Rewrite all of the rows below, substituting "soldier" for every occurrence of "service member" and leaving everything else unchanged.

•••

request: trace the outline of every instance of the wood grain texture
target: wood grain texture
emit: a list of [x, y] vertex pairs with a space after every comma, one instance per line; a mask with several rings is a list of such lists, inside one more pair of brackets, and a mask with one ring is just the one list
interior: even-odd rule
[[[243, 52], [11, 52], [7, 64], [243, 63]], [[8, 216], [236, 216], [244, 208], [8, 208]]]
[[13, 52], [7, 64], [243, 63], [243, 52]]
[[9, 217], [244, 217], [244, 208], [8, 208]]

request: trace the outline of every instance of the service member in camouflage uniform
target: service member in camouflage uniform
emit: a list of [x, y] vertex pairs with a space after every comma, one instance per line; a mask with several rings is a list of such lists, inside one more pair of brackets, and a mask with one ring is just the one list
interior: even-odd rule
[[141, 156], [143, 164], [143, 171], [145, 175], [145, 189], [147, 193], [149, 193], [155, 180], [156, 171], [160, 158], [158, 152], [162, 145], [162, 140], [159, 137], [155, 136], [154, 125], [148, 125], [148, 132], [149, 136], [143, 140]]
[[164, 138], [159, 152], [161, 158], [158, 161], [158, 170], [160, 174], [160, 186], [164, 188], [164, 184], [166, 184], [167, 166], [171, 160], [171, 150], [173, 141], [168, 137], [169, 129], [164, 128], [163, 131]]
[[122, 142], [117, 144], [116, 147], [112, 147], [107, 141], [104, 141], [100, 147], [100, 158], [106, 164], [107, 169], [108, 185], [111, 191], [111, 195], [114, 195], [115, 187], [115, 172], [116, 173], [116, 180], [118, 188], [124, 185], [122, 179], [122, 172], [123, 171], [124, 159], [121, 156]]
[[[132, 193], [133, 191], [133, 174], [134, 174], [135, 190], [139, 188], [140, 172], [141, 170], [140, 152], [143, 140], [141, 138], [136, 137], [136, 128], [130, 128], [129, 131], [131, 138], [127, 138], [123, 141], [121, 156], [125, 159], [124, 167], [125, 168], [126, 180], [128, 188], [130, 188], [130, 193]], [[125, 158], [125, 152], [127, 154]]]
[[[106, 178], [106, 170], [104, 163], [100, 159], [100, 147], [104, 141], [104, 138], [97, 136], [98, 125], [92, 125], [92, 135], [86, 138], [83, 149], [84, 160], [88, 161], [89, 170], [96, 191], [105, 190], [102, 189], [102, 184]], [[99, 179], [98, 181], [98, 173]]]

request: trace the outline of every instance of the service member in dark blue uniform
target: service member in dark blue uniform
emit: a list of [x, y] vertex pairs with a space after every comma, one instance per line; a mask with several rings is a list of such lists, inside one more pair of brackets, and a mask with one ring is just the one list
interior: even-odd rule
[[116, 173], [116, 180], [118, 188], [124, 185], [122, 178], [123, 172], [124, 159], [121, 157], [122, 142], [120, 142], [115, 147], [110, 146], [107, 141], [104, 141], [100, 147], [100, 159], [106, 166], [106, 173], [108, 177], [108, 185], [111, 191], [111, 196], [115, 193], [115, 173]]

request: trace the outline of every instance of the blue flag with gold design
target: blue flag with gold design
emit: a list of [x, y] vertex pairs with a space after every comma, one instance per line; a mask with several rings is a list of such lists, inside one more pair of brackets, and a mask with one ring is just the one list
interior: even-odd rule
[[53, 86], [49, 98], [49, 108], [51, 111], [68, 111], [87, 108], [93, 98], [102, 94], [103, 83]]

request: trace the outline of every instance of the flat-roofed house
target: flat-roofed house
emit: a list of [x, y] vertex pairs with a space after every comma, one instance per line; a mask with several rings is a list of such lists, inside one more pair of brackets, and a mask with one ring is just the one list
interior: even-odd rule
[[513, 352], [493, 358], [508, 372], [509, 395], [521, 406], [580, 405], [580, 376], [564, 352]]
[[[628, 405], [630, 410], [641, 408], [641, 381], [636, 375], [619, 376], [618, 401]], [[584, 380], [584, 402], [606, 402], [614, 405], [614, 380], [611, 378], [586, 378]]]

•••

* _CORRECT RESULT_:
request: trace the outline of every instance of the wood grain texture
target: wood grain texture
emit: a list of [x, y] vertex pairs with a space after every comma, one instance per line; a mask with several rings is a list of such lists, inside one more pair of brackets, and a mask with one ring is just the one list
interior: even-odd rule
[[[243, 52], [11, 52], [7, 64], [243, 63]], [[8, 216], [236, 216], [244, 208], [8, 208]]]
[[13, 52], [7, 64], [243, 63], [243, 52]]
[[9, 217], [244, 217], [244, 208], [8, 208]]

request: trace the outline of every instance of the soldier in camouflage uniform
target: soldier in camouflage uniform
emit: a list of [x, y] vertex pairs with a space after every comma, one instance per line; a mask with several rings is a list of such lists, inside one more pair of brackets, and a mask with one ring is just the one list
interior: even-odd rule
[[141, 156], [143, 164], [143, 171], [145, 175], [145, 189], [147, 193], [149, 193], [155, 180], [156, 171], [160, 158], [158, 152], [162, 145], [162, 140], [159, 137], [155, 136], [154, 125], [148, 125], [148, 132], [149, 136], [143, 140]]
[[164, 138], [159, 152], [161, 158], [158, 161], [158, 170], [160, 174], [160, 186], [164, 188], [164, 184], [166, 184], [167, 166], [171, 160], [171, 150], [173, 141], [168, 137], [169, 129], [164, 128], [163, 131]]
[[122, 142], [117, 144], [116, 147], [112, 147], [107, 141], [104, 141], [100, 147], [100, 158], [106, 164], [107, 169], [108, 185], [111, 191], [111, 195], [114, 195], [115, 187], [115, 172], [116, 173], [116, 180], [118, 188], [124, 185], [122, 179], [122, 172], [123, 171], [124, 159], [121, 156]]
[[[132, 193], [133, 191], [133, 174], [134, 174], [135, 190], [139, 188], [140, 172], [141, 170], [140, 152], [143, 140], [141, 138], [136, 137], [136, 128], [130, 128], [129, 131], [131, 138], [127, 138], [123, 141], [121, 156], [125, 159], [124, 167], [125, 168], [126, 180], [128, 188], [130, 188], [130, 193]], [[125, 158], [125, 152], [127, 154]]]
[[[106, 178], [106, 170], [104, 163], [100, 159], [100, 147], [104, 141], [104, 138], [97, 136], [98, 125], [92, 125], [92, 135], [86, 138], [83, 149], [84, 160], [88, 161], [89, 170], [96, 191], [105, 190], [102, 189], [102, 184]], [[99, 179], [98, 181], [98, 173]]]

request: trace the outline of every instance of the soldier in dark blue uniform
target: soldier in dark blue uniform
emit: a list of [x, y] vertex pairs with a space after every comma, one instance per line; a mask with several rings is a list of such lists, inside one more pair of brackets, and a mask with one ring is just the one list
interior: even-odd rule
[[116, 173], [116, 180], [118, 188], [124, 185], [122, 178], [123, 172], [124, 159], [121, 157], [122, 142], [120, 142], [115, 147], [110, 146], [107, 141], [104, 141], [100, 147], [100, 159], [106, 166], [106, 173], [108, 177], [108, 185], [111, 191], [111, 196], [115, 193], [115, 173]]

request: trace the outline of every instance of the blue flag with gold design
target: blue flag with gold design
emit: a list of [x, y] vertex pairs with a space after every comma, one instance per line; a mask with several rings is a list of such lists, inside one more pair of brackets, and a mask with one ring is just the one list
interior: even-odd rule
[[53, 86], [49, 98], [49, 108], [51, 111], [68, 111], [87, 108], [93, 98], [102, 94], [103, 83]]

request: trace the outline of every instance of the flat-roofed house
target: flat-roofed house
emit: a list of [x, y] vertex pairs with a space after every comma, one instance per line; a mask with several rings is a list of such lists, inside one more pair of brackets, and a mask with one ring is just the one list
interior: even-odd rule
[[513, 352], [493, 358], [508, 372], [509, 395], [521, 406], [580, 405], [580, 376], [564, 352]]
[[[628, 405], [630, 410], [641, 408], [641, 381], [636, 375], [619, 376], [618, 401]], [[584, 380], [584, 402], [606, 402], [614, 405], [614, 380], [611, 378], [586, 378]]]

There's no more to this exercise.